→ What needs to be done:
Type out the data again, word for word and in full.

Source records Start Marker

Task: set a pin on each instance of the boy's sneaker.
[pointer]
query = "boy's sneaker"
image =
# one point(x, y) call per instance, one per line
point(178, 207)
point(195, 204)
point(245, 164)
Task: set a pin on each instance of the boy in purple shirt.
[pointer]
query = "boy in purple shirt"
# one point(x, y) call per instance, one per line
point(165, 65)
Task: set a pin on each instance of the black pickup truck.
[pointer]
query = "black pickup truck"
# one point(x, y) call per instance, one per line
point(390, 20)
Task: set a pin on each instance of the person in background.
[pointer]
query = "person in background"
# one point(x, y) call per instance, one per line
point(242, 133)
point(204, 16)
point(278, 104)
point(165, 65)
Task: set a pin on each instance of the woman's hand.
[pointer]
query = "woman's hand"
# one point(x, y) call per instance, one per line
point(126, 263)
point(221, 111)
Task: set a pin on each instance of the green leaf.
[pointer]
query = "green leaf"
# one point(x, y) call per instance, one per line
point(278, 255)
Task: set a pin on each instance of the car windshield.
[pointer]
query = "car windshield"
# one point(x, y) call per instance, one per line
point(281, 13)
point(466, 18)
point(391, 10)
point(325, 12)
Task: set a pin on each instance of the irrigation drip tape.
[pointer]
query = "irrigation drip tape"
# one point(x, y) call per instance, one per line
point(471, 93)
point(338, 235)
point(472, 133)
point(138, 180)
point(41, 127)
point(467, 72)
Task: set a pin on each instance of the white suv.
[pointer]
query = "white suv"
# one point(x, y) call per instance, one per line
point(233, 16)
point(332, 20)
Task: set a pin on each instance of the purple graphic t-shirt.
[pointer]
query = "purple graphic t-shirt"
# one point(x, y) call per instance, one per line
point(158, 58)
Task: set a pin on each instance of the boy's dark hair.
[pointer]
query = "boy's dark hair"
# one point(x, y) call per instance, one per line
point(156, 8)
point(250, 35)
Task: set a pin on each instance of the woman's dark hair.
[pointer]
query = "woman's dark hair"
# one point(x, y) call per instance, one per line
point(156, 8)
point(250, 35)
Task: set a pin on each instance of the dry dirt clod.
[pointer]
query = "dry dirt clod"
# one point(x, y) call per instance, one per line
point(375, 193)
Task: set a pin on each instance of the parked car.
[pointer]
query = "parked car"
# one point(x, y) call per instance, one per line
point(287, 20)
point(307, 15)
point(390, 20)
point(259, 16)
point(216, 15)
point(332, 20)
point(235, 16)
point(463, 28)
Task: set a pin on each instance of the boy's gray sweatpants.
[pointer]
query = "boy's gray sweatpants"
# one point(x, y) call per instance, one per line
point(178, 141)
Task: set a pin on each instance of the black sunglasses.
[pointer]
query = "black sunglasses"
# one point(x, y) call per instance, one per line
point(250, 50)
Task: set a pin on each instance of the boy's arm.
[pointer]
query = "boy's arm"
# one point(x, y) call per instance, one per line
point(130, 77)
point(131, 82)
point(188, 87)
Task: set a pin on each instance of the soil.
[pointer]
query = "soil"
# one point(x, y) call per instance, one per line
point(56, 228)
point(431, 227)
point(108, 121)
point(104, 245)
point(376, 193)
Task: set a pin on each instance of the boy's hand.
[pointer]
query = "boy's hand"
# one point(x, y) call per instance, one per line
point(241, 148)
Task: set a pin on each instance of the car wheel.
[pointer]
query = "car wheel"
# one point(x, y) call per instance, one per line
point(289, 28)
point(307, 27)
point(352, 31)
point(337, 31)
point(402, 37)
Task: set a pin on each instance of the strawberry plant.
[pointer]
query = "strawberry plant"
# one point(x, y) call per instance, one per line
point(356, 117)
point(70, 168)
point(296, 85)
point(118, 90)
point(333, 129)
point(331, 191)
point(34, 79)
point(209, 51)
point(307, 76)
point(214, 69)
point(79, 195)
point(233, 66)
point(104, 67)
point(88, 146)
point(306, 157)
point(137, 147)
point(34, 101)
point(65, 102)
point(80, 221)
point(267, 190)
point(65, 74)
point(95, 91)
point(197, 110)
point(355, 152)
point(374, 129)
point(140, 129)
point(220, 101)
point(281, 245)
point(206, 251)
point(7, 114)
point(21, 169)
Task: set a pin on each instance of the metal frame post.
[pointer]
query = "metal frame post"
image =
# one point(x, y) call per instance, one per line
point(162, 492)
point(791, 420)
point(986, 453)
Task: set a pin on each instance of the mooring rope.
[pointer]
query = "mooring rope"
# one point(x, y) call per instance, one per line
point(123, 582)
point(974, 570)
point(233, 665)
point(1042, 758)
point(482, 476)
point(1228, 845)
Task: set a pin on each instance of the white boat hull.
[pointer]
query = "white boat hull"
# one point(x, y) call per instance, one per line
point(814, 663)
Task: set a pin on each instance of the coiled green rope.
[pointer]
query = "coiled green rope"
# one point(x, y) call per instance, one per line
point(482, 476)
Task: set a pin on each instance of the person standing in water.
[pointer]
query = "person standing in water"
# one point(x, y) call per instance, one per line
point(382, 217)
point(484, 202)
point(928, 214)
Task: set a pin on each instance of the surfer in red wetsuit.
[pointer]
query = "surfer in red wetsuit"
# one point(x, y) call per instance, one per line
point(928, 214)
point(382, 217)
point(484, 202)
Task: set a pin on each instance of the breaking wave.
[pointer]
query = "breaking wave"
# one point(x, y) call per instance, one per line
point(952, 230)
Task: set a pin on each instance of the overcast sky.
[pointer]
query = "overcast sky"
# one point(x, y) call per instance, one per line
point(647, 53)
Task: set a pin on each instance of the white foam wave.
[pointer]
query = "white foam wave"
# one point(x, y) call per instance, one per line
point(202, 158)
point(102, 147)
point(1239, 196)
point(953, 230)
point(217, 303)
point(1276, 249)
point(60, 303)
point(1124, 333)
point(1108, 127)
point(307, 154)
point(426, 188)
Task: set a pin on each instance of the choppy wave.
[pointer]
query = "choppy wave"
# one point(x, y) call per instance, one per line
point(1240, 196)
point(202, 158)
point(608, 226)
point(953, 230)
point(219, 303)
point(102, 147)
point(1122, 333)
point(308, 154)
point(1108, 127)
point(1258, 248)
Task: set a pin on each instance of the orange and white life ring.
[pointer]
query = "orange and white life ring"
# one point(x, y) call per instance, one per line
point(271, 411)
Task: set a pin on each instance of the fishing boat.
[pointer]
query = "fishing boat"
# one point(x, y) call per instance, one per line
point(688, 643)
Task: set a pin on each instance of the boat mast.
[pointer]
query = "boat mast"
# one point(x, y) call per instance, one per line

Source records End Marker

→ Solution to this task:
Task: set a pin on each instance of the boy's sneaker.
[pointer]
query = "boy's sneaker"
image =
# one point(x, y) call per instance, one per line
point(178, 207)
point(195, 204)
point(245, 164)
Task: set a pin on each instance of the boy in purple shirt.
[pointer]
query = "boy in purple shirt"
# one point(x, y) call per instance, one per line
point(165, 65)
Task: set a pin on each instance of the black pickup truck.
[pointer]
query = "black pickup truck"
# one point(x, y) call per instance, one per line
point(390, 20)
Task: set a pin on each instance of the person in background.
[pointer]
query = "person in background"
# one point(x, y) call per instance, one per line
point(242, 133)
point(204, 16)
point(278, 104)
point(165, 65)
Task: set a pin on each instance of the woman's hand.
[pointer]
query = "woman's hand"
# one point(x, y) call per instance, one per line
point(126, 263)
point(221, 111)
Task: set a pin on each instance of the green leaf.
[pointer]
query = "green leaf"
# one point(x, y) call per instance, one per line
point(278, 255)
Task: set a pin on each instance of the car windshield.
[pointer]
query = "car windshield"
# one point(x, y) call per instance, one per line
point(281, 13)
point(466, 18)
point(391, 10)
point(325, 12)
Task: set a pin on each instance of the irrigation drip tape.
[pointer]
query = "irrigation drip tape"
# one point(x, y) call per instance, one per line
point(471, 93)
point(338, 235)
point(472, 133)
point(138, 180)
point(41, 127)
point(467, 72)
Task: set a pin on each instance of the white suv.
[pointer]
query = "white suv"
# one point(x, y) call per instance, one per line
point(233, 16)
point(332, 20)
Task: set a pin on each instance of the purple graphic t-shirt.
[pointer]
query = "purple graphic t-shirt"
# one point(x, y) call per instance, one per line
point(158, 58)
Task: set a pin on each instance of the boy's dark hair.
[pointer]
query = "boy's dark hair"
# one point(x, y) call per instance, one per line
point(156, 8)
point(250, 35)
Task: set a pin on each instance of the woman's dark hair.
[pointer]
query = "woman's dark hair"
# one point(x, y) call per instance, one per line
point(156, 8)
point(250, 35)
Task: set a pin on each instance of the dry dirt clod.
[pointer]
query = "dry dirt clod"
# one point(x, y) call per instance, one per line
point(375, 193)
Task: set a pin on each instance of the parked car.
[pointer]
query = "parked car"
# one point(x, y) call per instance, one per line
point(287, 20)
point(307, 15)
point(390, 20)
point(259, 16)
point(216, 15)
point(332, 20)
point(235, 16)
point(463, 28)
Task: set a pin on each instance of the boy's gray sweatpants.
[pointer]
query = "boy's gray sweatpants"
# one point(x, y) call per instance, one per line
point(178, 141)
Task: set a pin on each instance of the black sunglasses.
[pointer]
query = "black sunglasses"
# one point(x, y) call per instance, one per line
point(250, 50)
Task: set a pin on each instance of the boy's arm.
[pointer]
query = "boy's arm"
# one point(x, y) call per instance, one per line
point(130, 77)
point(131, 82)
point(188, 87)
Task: set a pin on each instance of the soil.
[pointer]
query = "soil"
# one point(x, y) call per instance, one per line
point(56, 228)
point(431, 227)
point(108, 121)
point(104, 245)
point(376, 193)
Task: set a pin on each instance of the boy's hand.
[pointer]
query = "boy's hand"
# one point(x, y) call per instance, one per line
point(241, 148)
Task: set a pin on each instance of the car wheel.
[pointer]
query = "car wheel"
# one point(x, y) call per instance, one per line
point(289, 28)
point(307, 27)
point(352, 31)
point(337, 31)
point(402, 37)
Task: set a pin on each instance of the strawberry plant.
[pointer]
query = "strawberry plant"
# one point(x, y) call per instance, one per line
point(356, 117)
point(70, 168)
point(296, 85)
point(118, 90)
point(333, 129)
point(331, 191)
point(34, 79)
point(209, 51)
point(307, 76)
point(214, 69)
point(79, 195)
point(233, 66)
point(104, 67)
point(88, 146)
point(306, 157)
point(137, 147)
point(34, 101)
point(65, 102)
point(80, 221)
point(267, 190)
point(65, 74)
point(95, 91)
point(197, 110)
point(355, 152)
point(374, 129)
point(140, 129)
point(220, 101)
point(281, 245)
point(206, 251)
point(7, 114)
point(21, 169)
Task: set a pin on each instance of the metal frame post.
[pointer]
query = "metal frame post"
image =
# one point(x, y) call per instance, one per line
point(162, 492)
point(791, 420)
point(986, 453)
Task: set a pin on each instance of the mooring rope.
[pointer]
query = "mooring rope"
# one point(x, y) call per instance, one per line
point(123, 582)
point(974, 570)
point(233, 665)
point(1042, 758)
point(482, 476)
point(1228, 845)
Task: set a pin on each instance of the white boat hull.
[pointer]
query = "white boat hull"
# one point(x, y) call per instance, one per line
point(814, 663)
Task: set a pin on each instance of the coiled green rope.
[pointer]
query = "coiled green rope"
# one point(x, y) call per instance, one per line
point(482, 476)
Task: set a pin on each instance of the person standing in water.
[pointer]
query = "person standing in water"
# one point(x, y) call per instance, one per line
point(382, 217)
point(484, 202)
point(928, 214)
Task: set a pin on each instance of the surfer in red wetsuit.
[pointer]
query = "surfer in red wetsuit"
# one point(x, y) call per instance, one per line
point(928, 214)
point(382, 217)
point(484, 202)
Task: set a pin on each instance of the breaking wave.
[pointer]
query = "breaking wave"
# one point(x, y) call per instance, one per line
point(952, 230)
Task: set a pin on each instance of the overcast sky.
[pointer]
query = "overcast sky"
# one point(x, y) call per instance, one per line
point(647, 53)
Task: set a pin on each instance of the white foam wave.
[pointer]
query = "white foam wave"
# one point(x, y) call per instance, one per line
point(202, 158)
point(102, 147)
point(1239, 196)
point(953, 230)
point(217, 303)
point(1276, 249)
point(60, 303)
point(1124, 333)
point(1108, 127)
point(307, 154)
point(426, 188)
Task: set a pin on each instance of the choppy wave.
[pointer]
query = "choppy wave"
# one point(x, y) call per instance, one per line
point(1240, 196)
point(202, 158)
point(608, 226)
point(953, 230)
point(219, 303)
point(102, 147)
point(1122, 333)
point(308, 154)
point(1108, 127)
point(1258, 248)
Task: set a pin on each instance of the orange and white life ring.
[pointer]
query = "orange and white life ring"
# one point(x, y) call per instance, one per line
point(271, 411)
Task: set a pin on each instance of the fishing boat.
[pointer]
query = "fishing boat"
# one point(x, y) call per instance, one per line
point(688, 643)
Task: set a pin on each instance of the boat mast.
[pointer]
query = "boat mast"
# one point(x, y) call per instance, one per line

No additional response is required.